Task requirements
Look below for the line containing "Target: distant mountain range"; from there, print each line exactly up to and including the line containing "the white cosmos", and stop.

Items from a dataset

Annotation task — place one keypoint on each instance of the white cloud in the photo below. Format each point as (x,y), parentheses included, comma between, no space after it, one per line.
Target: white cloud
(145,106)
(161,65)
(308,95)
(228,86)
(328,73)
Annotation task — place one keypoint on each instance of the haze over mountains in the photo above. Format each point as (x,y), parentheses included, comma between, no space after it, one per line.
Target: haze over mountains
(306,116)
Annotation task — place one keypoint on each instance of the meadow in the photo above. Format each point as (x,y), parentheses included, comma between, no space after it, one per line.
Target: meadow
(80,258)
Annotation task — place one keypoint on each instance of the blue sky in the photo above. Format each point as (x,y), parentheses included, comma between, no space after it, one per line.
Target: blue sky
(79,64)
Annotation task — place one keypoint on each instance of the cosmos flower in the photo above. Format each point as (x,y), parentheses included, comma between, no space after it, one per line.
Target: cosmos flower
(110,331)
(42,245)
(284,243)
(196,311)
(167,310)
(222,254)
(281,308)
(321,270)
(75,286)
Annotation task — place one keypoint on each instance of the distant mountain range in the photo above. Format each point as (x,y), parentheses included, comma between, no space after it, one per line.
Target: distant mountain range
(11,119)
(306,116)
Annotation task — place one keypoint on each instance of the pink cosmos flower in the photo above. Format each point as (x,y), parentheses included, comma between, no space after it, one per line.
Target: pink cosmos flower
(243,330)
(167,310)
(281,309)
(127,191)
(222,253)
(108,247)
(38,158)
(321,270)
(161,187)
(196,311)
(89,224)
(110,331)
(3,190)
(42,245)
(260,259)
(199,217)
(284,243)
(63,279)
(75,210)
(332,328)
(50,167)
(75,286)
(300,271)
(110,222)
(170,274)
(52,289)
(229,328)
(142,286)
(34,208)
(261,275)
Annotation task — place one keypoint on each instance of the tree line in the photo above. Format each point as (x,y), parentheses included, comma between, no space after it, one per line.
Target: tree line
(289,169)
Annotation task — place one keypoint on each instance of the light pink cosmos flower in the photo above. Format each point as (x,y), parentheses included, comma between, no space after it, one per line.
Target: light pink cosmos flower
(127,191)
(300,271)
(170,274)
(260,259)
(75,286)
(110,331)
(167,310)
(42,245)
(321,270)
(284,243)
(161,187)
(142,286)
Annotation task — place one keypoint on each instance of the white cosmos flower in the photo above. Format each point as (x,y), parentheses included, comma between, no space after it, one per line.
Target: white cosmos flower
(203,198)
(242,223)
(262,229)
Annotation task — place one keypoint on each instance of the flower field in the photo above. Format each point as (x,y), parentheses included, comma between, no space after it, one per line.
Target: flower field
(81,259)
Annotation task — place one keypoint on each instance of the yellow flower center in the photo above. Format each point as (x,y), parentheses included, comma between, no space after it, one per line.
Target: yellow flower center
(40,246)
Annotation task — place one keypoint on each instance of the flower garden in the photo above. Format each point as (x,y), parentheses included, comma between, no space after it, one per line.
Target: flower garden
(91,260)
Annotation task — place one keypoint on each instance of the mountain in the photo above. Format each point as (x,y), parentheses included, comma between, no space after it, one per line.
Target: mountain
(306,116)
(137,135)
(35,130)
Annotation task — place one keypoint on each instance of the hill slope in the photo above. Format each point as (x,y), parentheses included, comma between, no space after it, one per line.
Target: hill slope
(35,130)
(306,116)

Result for this task
Target: distant mountain range
(11,119)
(306,116)
Annotation task — place one keypoint on each instance of the pink cosmos flower in the photo above. Format each point as (x,y), parentheses included, comma between, no space after it, one per line.
Target: pink cosmos flower
(243,330)
(167,310)
(281,309)
(127,191)
(222,253)
(108,247)
(38,158)
(321,270)
(161,187)
(196,311)
(89,224)
(110,331)
(3,190)
(42,245)
(260,259)
(199,217)
(284,243)
(63,279)
(75,210)
(332,328)
(50,167)
(75,286)
(300,271)
(110,222)
(170,274)
(52,289)
(229,328)
(142,286)
(34,208)
(261,275)
Annotation task — place one keypoint on each instance of the tree line in the photo above. Format each point as (x,y), parentheses included, comma between, no space after it, one per line.
Target: tree line
(289,169)
Annotation task — place one keypoint on each instance of the light pink cosmos flower in the photo above. Format each point as (x,y), parentheses included, comma between, no space after it, one per line.
Target: light pink cosmos flower
(127,191)
(300,271)
(170,274)
(260,259)
(75,286)
(110,331)
(167,310)
(42,245)
(321,270)
(284,243)
(161,187)
(142,286)
Annotation task — place one keypoint on each instance of the white cosmos flower in the photo above. Format each point as (x,y), parentheses included, comma between, no space after it, one per line.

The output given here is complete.